Stored dataset items:
=======

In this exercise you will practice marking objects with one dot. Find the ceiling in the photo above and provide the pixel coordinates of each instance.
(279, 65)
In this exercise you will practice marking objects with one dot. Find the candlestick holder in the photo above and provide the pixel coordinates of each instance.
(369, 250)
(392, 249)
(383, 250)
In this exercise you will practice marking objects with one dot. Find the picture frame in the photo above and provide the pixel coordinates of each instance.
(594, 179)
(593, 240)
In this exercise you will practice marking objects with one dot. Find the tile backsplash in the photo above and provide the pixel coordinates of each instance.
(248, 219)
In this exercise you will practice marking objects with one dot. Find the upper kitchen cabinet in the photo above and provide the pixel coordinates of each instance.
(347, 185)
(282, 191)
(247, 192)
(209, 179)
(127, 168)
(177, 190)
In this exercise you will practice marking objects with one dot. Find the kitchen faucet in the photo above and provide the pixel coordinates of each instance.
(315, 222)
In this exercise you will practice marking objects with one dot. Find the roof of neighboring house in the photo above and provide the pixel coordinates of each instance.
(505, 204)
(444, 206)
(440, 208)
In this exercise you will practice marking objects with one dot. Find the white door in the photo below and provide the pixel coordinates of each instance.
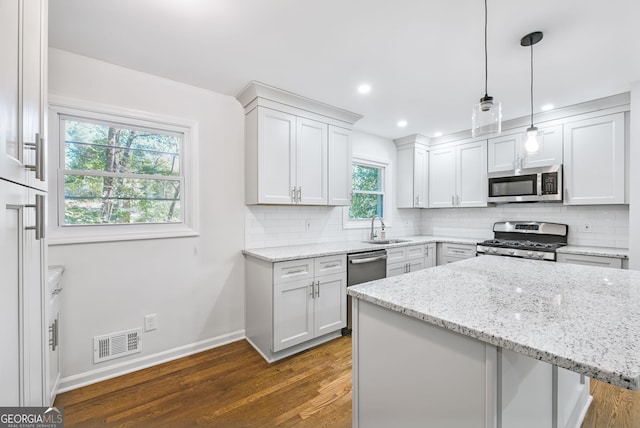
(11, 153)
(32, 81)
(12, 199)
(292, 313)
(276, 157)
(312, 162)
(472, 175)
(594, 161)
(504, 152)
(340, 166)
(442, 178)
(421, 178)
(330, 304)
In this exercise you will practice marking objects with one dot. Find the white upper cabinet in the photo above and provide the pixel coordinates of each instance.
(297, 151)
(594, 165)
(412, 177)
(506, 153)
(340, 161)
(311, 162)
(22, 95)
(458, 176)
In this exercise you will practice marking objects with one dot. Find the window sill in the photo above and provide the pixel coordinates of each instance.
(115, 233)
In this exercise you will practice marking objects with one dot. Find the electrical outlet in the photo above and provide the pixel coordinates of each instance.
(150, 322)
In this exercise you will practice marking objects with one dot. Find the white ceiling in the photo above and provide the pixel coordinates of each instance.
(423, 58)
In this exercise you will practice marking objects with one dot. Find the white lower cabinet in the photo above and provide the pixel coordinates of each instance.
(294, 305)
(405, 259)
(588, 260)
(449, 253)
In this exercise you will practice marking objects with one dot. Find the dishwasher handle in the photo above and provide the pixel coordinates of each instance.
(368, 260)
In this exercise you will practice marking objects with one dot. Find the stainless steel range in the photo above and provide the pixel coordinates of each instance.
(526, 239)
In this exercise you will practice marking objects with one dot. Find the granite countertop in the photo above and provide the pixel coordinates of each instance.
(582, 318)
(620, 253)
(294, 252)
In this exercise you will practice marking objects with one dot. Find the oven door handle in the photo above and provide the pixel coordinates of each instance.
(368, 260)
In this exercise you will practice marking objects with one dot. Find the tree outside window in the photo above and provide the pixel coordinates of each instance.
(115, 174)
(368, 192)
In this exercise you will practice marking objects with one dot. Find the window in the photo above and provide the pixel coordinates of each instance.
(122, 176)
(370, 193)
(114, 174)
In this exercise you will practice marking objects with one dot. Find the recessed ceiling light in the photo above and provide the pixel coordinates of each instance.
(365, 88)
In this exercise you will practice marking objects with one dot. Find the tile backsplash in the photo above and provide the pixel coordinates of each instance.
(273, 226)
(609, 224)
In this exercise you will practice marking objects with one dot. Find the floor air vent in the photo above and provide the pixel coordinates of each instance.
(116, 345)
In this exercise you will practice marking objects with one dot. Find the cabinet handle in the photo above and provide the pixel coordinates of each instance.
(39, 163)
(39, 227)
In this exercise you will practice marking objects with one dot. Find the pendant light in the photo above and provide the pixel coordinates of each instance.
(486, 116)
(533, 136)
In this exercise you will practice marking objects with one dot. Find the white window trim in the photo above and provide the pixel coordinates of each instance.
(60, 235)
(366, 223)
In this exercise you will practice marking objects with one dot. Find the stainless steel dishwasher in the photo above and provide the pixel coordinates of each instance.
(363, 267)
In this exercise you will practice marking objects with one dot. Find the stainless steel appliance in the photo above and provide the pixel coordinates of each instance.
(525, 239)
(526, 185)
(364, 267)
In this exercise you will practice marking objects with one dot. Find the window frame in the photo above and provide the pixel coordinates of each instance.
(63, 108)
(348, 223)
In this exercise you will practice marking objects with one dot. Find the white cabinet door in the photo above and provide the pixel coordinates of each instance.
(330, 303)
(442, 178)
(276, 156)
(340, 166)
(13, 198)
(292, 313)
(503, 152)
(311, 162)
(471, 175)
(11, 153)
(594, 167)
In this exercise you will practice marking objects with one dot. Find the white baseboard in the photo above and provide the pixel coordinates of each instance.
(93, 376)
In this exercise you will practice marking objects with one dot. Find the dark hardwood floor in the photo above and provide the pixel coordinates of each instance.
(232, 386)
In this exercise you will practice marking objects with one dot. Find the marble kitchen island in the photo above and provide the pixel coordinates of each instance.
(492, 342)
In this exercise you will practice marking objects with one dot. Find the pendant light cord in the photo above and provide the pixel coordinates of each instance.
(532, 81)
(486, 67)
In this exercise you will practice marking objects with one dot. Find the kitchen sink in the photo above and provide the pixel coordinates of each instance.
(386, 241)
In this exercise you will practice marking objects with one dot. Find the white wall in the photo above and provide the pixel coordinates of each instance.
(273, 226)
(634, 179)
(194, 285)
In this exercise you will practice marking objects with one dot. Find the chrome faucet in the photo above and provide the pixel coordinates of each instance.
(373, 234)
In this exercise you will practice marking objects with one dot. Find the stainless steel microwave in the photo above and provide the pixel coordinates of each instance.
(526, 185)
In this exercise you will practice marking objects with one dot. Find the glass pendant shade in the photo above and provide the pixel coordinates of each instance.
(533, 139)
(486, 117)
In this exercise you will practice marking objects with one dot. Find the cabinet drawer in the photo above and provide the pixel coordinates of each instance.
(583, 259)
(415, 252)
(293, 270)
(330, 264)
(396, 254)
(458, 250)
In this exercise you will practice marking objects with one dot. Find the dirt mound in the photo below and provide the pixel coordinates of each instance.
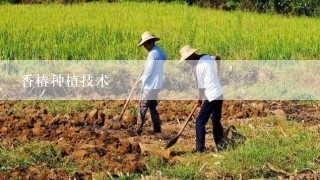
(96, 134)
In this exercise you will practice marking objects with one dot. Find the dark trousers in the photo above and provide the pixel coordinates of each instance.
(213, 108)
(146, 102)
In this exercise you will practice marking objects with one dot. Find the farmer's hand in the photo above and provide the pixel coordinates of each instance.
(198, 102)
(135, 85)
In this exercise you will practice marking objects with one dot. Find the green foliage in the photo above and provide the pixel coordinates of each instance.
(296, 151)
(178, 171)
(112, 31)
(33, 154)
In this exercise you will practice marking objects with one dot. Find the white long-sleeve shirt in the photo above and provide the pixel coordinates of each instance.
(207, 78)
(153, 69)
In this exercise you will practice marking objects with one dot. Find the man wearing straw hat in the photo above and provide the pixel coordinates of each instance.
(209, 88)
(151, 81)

=======

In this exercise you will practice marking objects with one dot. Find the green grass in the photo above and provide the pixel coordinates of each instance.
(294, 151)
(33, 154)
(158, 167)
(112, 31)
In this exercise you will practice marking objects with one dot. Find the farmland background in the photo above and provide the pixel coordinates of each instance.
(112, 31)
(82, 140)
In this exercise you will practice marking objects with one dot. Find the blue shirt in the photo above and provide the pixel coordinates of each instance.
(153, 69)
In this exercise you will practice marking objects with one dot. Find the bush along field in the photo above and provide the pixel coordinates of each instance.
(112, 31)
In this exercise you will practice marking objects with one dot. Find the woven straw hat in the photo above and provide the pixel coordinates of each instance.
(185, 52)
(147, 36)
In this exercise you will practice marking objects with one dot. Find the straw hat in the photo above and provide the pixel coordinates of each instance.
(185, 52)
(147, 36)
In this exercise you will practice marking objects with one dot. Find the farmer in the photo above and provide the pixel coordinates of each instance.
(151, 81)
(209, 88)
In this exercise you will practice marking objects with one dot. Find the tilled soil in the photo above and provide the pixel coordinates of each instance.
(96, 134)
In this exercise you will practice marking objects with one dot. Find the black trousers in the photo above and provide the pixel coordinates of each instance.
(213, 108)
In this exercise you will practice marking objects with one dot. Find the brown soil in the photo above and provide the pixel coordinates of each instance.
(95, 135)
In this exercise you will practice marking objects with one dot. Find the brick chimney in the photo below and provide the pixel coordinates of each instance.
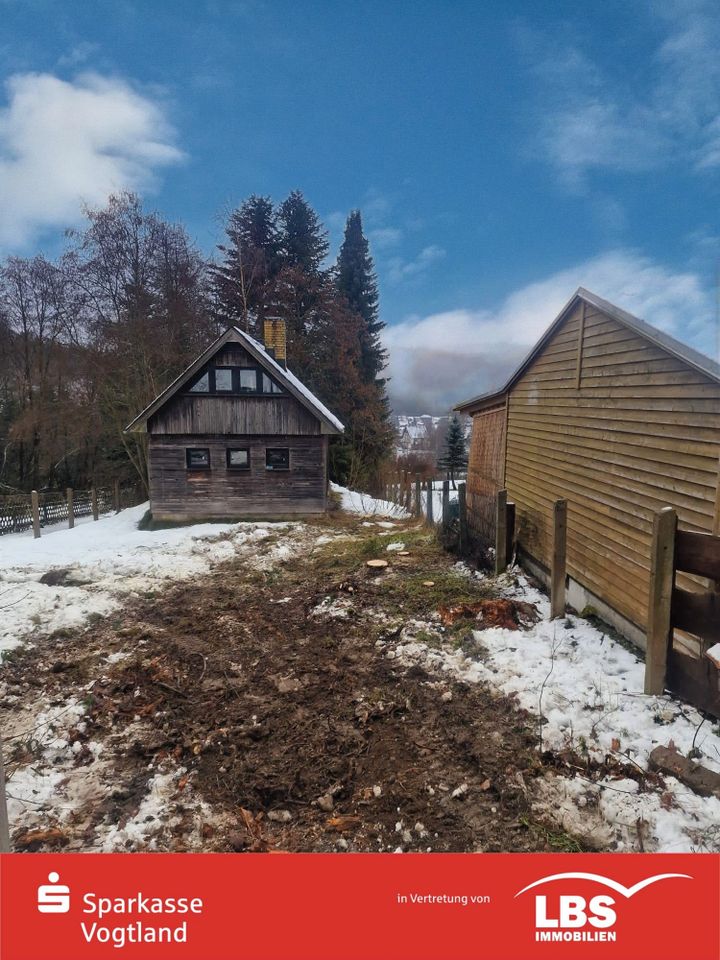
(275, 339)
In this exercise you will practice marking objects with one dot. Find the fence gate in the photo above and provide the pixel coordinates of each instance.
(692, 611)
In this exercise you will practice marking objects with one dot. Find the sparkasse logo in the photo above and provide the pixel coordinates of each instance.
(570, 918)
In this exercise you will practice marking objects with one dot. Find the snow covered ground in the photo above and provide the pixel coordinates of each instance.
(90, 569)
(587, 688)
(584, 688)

=======

▶ Required task
Filter the entries above, copying each line that has the word "straw" in it. Case counts.

▶ Answer for this exercise
In this exercise you will practice marking objects with one dot. Find the man wearing straw hat in the photo above and provide the pixel coordinates of each instance.
In this exercise you will practice marking objects with one dot. Find the woven straw hat in the photo above and provide the pixel coordinates of each instance.
In this exercise you will practice marking objects with one dot. Find the straw hat in the photo above and provide the pixel coordinates of each instance.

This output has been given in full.